● INSTRUCTION
Reproduce every line of the listing below verbatim, keeping the original order.

● RECORDS FOR THE TASK
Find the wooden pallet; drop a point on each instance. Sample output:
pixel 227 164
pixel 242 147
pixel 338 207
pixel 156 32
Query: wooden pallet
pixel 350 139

● COMPLETE OUTPUT
Find the wooden pallet; drop a point on each instance. Sample output:
pixel 227 164
pixel 242 147
pixel 338 207
pixel 156 32
Query: wooden pallet
pixel 350 139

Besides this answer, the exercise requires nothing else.